## DATA SECTION
◇ ◇ ◇ ◇

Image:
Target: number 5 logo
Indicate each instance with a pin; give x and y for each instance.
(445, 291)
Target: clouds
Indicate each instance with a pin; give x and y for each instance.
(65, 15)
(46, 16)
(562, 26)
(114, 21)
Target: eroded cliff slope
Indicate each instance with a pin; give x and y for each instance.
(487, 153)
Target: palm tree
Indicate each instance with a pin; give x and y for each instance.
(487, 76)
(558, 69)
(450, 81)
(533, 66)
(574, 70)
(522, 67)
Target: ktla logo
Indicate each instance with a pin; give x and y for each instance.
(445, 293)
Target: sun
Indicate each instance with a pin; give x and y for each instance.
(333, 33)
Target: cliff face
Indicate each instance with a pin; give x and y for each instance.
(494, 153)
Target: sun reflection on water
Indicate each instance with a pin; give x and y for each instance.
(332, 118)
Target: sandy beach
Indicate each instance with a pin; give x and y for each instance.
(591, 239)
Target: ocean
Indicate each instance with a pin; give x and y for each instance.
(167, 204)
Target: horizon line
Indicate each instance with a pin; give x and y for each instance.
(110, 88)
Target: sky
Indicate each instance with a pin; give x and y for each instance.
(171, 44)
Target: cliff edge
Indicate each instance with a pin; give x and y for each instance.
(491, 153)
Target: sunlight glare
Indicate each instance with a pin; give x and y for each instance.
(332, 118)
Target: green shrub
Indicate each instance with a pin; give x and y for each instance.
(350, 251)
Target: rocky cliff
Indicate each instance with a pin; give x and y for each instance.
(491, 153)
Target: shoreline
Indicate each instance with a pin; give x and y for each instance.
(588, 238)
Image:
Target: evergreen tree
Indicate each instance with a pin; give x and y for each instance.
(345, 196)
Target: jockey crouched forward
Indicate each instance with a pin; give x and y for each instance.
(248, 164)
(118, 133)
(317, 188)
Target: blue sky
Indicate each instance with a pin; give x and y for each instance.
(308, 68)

◇ ◇ ◇ ◇

## WORK TO BE COMPLETED
Transcribe, please, every line from the first line of the listing above through the line with "Target: eroded cliff slope". Keep both ends and nothing else.

## SOLUTION TO THIS TASK
Image:
Target: number 5 logo
Indicate each instance with a pin; give x and y for each instance.
(445, 291)
Target: clouds
Indicate each instance with a pin; give x and y for each instance.
(65, 15)
(46, 16)
(562, 26)
(114, 21)
Target: eroded cliff slope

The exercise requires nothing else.